» **RECORDS FOR THE EXERCISE**
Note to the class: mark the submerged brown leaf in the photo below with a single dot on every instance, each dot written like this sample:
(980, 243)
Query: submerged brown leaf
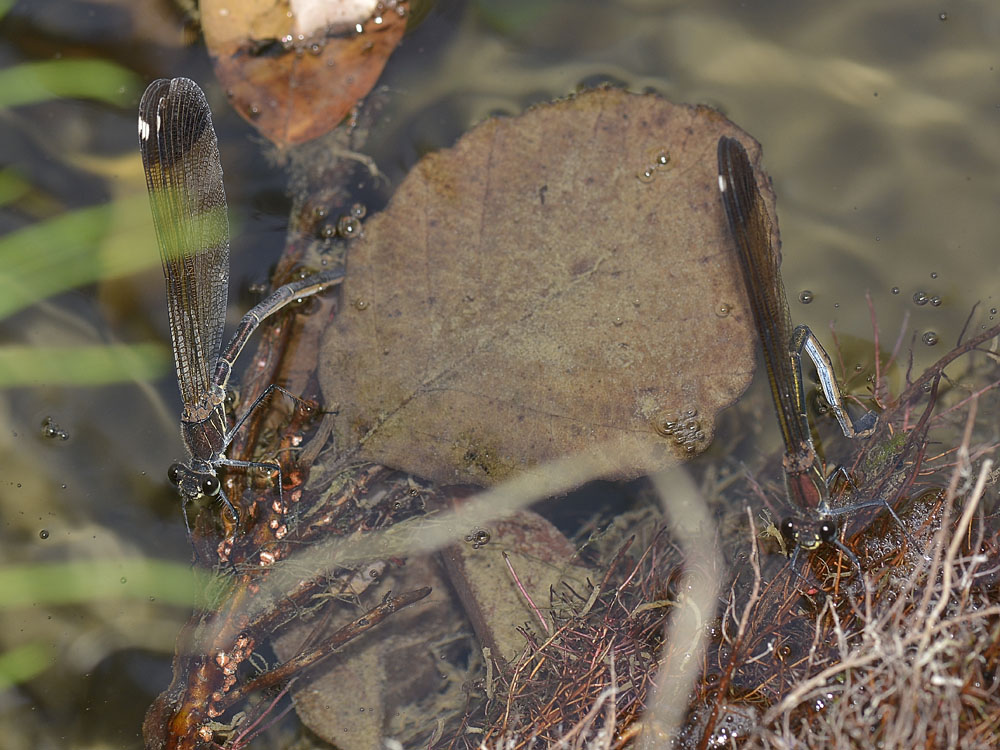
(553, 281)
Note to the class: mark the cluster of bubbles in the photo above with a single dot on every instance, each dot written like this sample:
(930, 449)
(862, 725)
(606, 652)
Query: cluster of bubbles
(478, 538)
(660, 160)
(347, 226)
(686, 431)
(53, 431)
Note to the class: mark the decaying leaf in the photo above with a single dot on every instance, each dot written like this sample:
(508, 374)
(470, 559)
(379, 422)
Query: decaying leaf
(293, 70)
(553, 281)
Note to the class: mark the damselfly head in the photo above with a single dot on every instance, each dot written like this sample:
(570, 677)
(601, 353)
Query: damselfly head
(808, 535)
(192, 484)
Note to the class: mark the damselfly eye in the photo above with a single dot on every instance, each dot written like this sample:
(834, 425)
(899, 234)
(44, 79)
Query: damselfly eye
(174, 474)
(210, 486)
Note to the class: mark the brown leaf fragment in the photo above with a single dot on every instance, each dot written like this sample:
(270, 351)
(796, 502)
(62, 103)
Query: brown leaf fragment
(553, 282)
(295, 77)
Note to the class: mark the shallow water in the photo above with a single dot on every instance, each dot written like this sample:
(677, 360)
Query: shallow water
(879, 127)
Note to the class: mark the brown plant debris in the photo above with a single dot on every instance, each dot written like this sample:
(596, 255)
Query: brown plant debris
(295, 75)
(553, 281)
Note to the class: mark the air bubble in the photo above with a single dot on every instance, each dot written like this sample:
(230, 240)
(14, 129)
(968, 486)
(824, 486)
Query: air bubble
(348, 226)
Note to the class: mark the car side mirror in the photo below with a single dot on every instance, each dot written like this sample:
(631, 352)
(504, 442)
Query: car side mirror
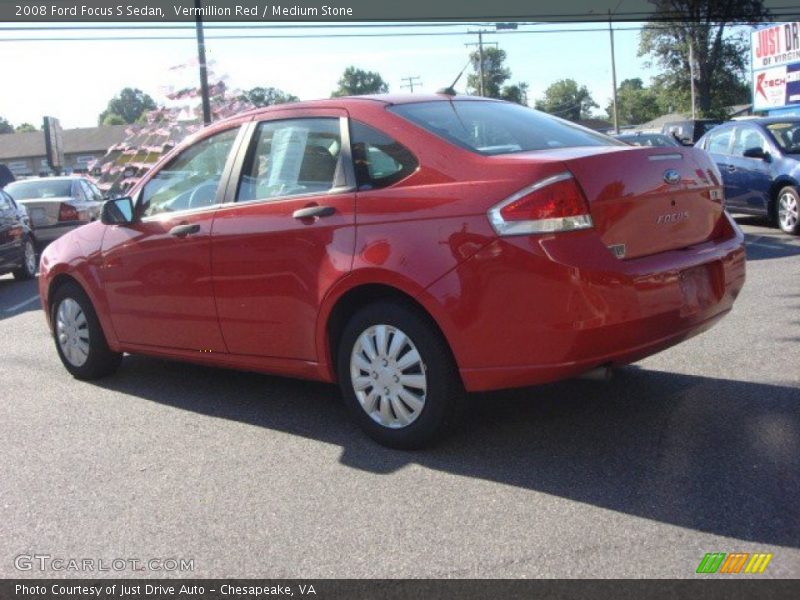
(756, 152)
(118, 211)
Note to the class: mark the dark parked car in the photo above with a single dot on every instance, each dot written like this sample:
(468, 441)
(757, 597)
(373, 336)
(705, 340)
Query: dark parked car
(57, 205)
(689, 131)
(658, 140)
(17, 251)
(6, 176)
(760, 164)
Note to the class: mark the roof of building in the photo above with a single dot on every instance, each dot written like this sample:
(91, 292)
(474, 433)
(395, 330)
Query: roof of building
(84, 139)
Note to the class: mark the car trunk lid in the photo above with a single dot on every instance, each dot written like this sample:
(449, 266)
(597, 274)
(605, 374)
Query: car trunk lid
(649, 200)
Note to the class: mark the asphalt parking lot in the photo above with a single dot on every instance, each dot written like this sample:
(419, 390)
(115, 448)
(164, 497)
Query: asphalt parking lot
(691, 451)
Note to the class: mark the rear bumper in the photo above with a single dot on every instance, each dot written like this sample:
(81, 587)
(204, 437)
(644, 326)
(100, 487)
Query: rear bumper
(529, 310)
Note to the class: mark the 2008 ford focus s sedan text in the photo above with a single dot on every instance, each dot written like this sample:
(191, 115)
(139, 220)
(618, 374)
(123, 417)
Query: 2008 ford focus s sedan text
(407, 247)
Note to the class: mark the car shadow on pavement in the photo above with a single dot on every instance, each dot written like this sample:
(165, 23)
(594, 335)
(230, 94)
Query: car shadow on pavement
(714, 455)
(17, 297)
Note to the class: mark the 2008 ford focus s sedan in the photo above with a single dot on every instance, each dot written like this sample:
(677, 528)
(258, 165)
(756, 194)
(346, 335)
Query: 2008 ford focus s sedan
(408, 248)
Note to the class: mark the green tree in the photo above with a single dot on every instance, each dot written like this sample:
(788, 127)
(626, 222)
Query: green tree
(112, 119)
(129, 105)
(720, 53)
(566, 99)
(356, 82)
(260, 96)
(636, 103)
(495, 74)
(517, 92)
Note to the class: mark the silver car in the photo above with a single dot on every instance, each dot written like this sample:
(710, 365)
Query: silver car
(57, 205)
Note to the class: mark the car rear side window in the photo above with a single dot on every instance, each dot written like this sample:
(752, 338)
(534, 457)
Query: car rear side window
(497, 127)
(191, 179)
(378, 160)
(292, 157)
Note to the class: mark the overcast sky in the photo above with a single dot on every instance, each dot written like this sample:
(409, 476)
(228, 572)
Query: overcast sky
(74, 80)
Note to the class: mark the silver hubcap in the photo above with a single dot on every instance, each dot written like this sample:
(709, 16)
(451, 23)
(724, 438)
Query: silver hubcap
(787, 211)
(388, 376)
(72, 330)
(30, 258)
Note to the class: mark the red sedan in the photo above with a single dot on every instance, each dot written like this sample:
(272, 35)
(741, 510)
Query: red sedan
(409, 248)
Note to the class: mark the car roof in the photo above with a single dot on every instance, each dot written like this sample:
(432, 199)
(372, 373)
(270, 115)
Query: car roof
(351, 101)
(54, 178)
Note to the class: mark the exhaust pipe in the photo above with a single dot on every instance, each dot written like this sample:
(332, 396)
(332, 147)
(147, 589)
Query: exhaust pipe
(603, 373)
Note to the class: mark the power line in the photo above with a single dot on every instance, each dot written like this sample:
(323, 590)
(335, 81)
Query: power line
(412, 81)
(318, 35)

» **WHAT THE EXERCISE ASKS**
The listing above needs to be output again exactly. Don't include the pictures.

» **REPLY TO THE TASK**
Note to the class: mark the submerged brown leaf in the photo below with a single dot on every instance, each dot written like this sample:
(980, 243)
Query: submerged brown leaf
(553, 281)
Note to the class: mark the cluster of bubbles in the photo above with a single dot on every instance, each dot written like this sample:
(930, 449)
(862, 725)
(606, 652)
Query: cluster of bubbles
(478, 538)
(660, 160)
(347, 226)
(686, 431)
(53, 431)
Note to the class: mark the decaying leaf in the photo above with a single dot on every instance, each dot written like this sample:
(508, 374)
(470, 559)
(379, 422)
Query: decaying leaf
(293, 70)
(553, 281)
Note to the class: mark the damselfly head in the photo above with a single dot on every instance, each dot written like this sample:
(570, 677)
(601, 353)
Query: damselfly head
(808, 535)
(192, 484)
Note to the class: mark the damselfly eye in the photo above with a single dot on every instance, each dot written like this sample:
(834, 425)
(899, 234)
(44, 79)
Query: damselfly eye
(174, 474)
(210, 486)
Note to the class: mark the brown leaf fragment in the photo above with a single dot on every instance, each dot written like this sample:
(270, 351)
(796, 502)
(62, 103)
Query: brown leaf fragment
(553, 282)
(295, 77)
Note to the class: mark the shallow water in the photo above with a single dot on every instance, each dot written like this sample:
(677, 360)
Query: shallow water
(879, 127)
Note to the class: mark the brown plant debris in the photo above with a single dot on every instance, each dot written like this sample:
(596, 255)
Query: brown plant debris
(295, 75)
(553, 281)
Note to the class: mark the air bubble in the photo above with a single dot on every instance, each dot written like this sample:
(230, 240)
(14, 129)
(968, 486)
(824, 486)
Query: air bubble
(348, 226)
Note to the class: mark the car side mirror in the photo below with a single dot on every instance, each dot written like this sample:
(631, 352)
(504, 442)
Query: car side mirror
(756, 152)
(118, 211)
Note to the class: mark the dark parked car in the photo above with a single dot on every instance, each dot written like this sample:
(468, 441)
(757, 597)
(373, 336)
(705, 340)
Query: dark parked car
(57, 205)
(689, 131)
(658, 140)
(17, 251)
(6, 176)
(760, 164)
Note to the class: mark the roof of building in the photo above with a single dot on every instance, each dot written like this sample:
(91, 292)
(474, 433)
(395, 330)
Query: roof of building
(84, 139)
Note to the class: mark the car trunk lid in the photo above with a single dot on every instance, each dot written like this sample:
(449, 266)
(597, 274)
(605, 374)
Query: car trunk lid
(649, 200)
Note to the class: mark the asphalt parking lot in the photo above with a single dot on every instance, each dot written like this sample:
(419, 390)
(115, 448)
(164, 497)
Query: asphalt parking lot
(691, 451)
Note to the class: mark the rear bumper in the photo above with a single dot on every instance, each dot written like this sample:
(81, 587)
(204, 437)
(644, 326)
(100, 487)
Query: rear bumper
(529, 310)
Note to the class: mark the 2008 ford focus s sedan text in the photo above with a single dot on every instance, each dot written like this sample:
(191, 115)
(139, 220)
(618, 374)
(123, 417)
Query: 2008 ford focus s sedan text
(407, 247)
Note to the class: mark the car shadow on pavement in the photo above with a single dot on every instance, each dot written like this sample:
(165, 23)
(594, 335)
(230, 94)
Query: car shadow on pavement
(714, 455)
(17, 297)
Note to the class: mark the 2008 ford focus s sedan in the photo above with a single dot on every instance, each dot written like this sample:
(677, 528)
(258, 165)
(756, 194)
(346, 335)
Query: 2008 ford focus s sedan
(408, 248)
Note to the class: mark the green tree in the photo above with a single dot on every instance, each dot written like this sample:
(788, 127)
(626, 222)
Query: green tree
(112, 119)
(129, 105)
(720, 53)
(566, 99)
(356, 82)
(260, 96)
(636, 103)
(495, 74)
(517, 92)
Note to the class: mark the silver car in the photo above with a single dot on every instance, each dot written like this sample:
(710, 365)
Query: silver car
(57, 205)
Note to the class: mark the car rear side window in the photo above with a single dot on every instance, each dot written like this sample:
(752, 338)
(534, 457)
Query: car rear side window
(497, 127)
(191, 179)
(378, 160)
(292, 157)
Note to the class: mark the overcast sky in the photo above with a single dot on every instance, each dot written like this sample:
(409, 476)
(228, 572)
Query: overcast sky
(74, 80)
Note to the class: mark the silver hubcap in the photo above with a single dot on every instance, each dot written like this sample:
(709, 16)
(451, 23)
(724, 438)
Query: silver hubcap
(787, 211)
(388, 376)
(72, 330)
(30, 258)
Note to the class: mark the red sedan in the photo above with a single dot on every instance, each dot written like this sample:
(272, 35)
(741, 510)
Query: red sedan
(409, 248)
Note to the class: mark the car roof in the photo above with a single dot on every instance, each dot written like this sample:
(432, 199)
(372, 373)
(270, 115)
Query: car roof
(351, 101)
(54, 178)
Note to the class: mark the exhaust pipe in the photo above with a single dot on every instance, each dot written like this sample:
(332, 396)
(332, 147)
(147, 589)
Query: exhaust pipe
(603, 373)
Note to the class: mark the power line in the photo above with a single dot on every instance, each dot written like this sample:
(323, 590)
(335, 81)
Query: power line
(412, 81)
(318, 35)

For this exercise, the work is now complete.